▶ [Given exercise 1]: In the piece about rain and absinthe, what is the one thing the writer says is still lacking once the mood is set?
▶ [Given exercise 2]: Continue the piece about rain and absinthe, picking up after its final paragraph.

-- start of Text section --

Maybe it’s the rain.

As we we enter our third or fourth week of gray, unrelenting drizzle, my mind turns introspective, nihilistic and utterly self-destructive. And since I lack the strength of will to open a vein, or even to perform a respectable emo-level slice, all I can do is write poetry.

But I’m talking poetry here. I’m talking Rimbaud, just prior to flame-out. I’m talking epically nihilistic, gut-wrenching to the point of ridiculousness. The mood is already set: I’ve got the gray skies and I’ve got the churning emotions.

All I lack is absinthe.

Rimbaud would understand. So would Hemingway and Getrude Stein, drunkenly sizing each other up in some dingy Paris salon. They would understand that if you would create art, if you would craft verse designed to reap tears, then you must first pour yourself a tall vaporous glass of the fickle green fairy.

Oh, the ritual of it all. The slotted spoon, the cube of sugar. The bitter taste of wormwood, and perhaps if you were lucky, the ghastly screaming hallucinations.

Some element of that is why they shunned the fairy, why country after country began prohibiting her manufacture and import. They feared her, or maybe they just feared Rimbaud. In any case they knew she could foster collaborations, nihilistic ones, that any self-respecting society must outlaw.

-- end of Text section --
-- start of Dataset rows --

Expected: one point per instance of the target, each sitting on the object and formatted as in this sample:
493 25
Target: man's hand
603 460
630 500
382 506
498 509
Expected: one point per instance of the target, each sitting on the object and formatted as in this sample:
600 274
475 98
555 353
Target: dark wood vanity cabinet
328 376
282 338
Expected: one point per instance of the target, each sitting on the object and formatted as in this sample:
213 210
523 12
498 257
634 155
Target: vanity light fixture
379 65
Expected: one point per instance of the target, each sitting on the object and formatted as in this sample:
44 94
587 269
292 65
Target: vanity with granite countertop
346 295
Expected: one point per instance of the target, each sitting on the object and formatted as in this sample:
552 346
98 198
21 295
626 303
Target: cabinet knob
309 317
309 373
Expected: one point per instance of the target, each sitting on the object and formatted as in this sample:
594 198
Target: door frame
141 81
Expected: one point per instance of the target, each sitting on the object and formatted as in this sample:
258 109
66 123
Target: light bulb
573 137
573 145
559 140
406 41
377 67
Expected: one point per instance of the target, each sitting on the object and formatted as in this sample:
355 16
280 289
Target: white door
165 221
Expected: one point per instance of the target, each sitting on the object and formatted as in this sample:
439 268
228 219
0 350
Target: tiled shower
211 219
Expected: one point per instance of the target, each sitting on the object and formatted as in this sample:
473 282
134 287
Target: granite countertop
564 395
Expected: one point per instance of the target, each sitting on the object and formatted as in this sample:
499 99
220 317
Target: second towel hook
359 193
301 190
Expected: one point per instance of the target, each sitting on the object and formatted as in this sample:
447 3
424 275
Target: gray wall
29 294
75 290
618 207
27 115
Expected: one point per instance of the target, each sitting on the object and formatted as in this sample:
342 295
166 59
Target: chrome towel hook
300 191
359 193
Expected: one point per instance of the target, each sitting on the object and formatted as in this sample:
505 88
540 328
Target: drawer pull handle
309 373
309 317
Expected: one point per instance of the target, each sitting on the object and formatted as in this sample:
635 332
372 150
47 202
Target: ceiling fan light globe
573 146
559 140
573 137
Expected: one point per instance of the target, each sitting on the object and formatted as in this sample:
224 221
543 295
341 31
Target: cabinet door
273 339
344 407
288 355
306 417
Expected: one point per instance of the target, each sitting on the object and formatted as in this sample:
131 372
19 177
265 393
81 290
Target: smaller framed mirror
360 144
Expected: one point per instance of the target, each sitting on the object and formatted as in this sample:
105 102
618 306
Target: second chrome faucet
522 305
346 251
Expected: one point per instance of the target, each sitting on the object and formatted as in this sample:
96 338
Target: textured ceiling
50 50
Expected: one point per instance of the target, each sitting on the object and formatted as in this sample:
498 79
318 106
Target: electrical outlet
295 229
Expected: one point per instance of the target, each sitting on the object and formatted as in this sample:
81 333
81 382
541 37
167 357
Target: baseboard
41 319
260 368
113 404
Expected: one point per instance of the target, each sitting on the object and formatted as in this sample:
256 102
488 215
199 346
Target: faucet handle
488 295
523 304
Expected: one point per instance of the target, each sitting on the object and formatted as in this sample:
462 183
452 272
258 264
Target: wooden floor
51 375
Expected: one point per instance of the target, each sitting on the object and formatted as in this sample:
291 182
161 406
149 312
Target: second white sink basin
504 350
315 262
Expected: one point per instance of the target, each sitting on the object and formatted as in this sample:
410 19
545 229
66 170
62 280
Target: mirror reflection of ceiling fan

-- end of Dataset rows --

▶ [Exercise result 1]: Absinthe.

▶ [Exercise result 2]:
So here now a confession: I’ve never kissed that fairy. Never performed the ritual. Never chased the hallucinations nor wrote the words they induced. I’m infatuated with the green fairy, maybe even a little in love…but it’s a love quite unconsummated.

The ultimate irony is what has been learned rather recently. The hallucinations? The strange screaming spasms and the stranger words that thereafter flowed? That wasn’t really the fairy. That was just shoddy distillation. It was, truth be told, poison.

So the fairy, damn her, cleaned up her act. And then she was okayed for importation. She was taken off the shun list.

The other day, I saw a bottle of absinthe on the shelf of my local grocery store.

Sure, I was tempted. I very nearly took her home and performed that ritual so often practiced in my mind. It very well could be that a smokey green draught could be sitting here with me, taking the place of this bourbon and influencing these words.

But Rimbaud speaks to me sometimes. And so do Hemingway and Stein. They creep out on gray, hazy days and peek over my shoulders to see what I write. They’ll be here any minute, I have no doubt.

Nor do I doubt what they’d say, if the fairy were here with us:

“You bought that at a grocery store?!”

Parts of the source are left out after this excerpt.